- **Items**
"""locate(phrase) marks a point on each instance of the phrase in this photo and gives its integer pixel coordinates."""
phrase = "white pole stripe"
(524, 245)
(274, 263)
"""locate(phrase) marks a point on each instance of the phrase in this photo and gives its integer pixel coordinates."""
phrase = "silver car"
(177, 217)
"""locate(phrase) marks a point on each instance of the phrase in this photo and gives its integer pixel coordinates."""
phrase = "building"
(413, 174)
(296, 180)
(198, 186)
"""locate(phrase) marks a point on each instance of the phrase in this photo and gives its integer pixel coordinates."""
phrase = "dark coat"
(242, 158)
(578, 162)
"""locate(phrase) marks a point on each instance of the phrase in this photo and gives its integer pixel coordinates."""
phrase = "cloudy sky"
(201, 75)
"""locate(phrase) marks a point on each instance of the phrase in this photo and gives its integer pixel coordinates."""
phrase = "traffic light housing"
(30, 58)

- **Set task**
Can you copy every one of the lines above, character for character, with nothing changed?

- **Task result**
"""locate(phrase) marks a point on each instance of the phrase in this photo and gives its integer pixel coordinates."""
phrase = "white pole stripe"
(524, 245)
(274, 263)
"""locate(phrase) marks a point on each instance of the phrase in this photo and gives its integer pixel coordinates."""
phrase = "silver car"
(177, 217)
"""locate(phrase) marks a point on each instance of the phrase in this photo and gives its integer pixel coordinates."""
phrase = "building"
(413, 174)
(296, 180)
(198, 186)
"""locate(phrase) marks a point on each instance of the phrase in this photo and gives its integer pixel coordinates."""
phrase = "dark coat"
(242, 158)
(578, 162)
"""locate(phrase) marks a point on each instance of the phrase in this photo and gives its integer pixel coordinates."""
phrase = "cloudy sky"
(201, 75)
"""locate(phrase) marks a point on each instance of the phrase in this photo and gives its integer pixel coordinates."""
phrase = "traffic light housing"
(30, 58)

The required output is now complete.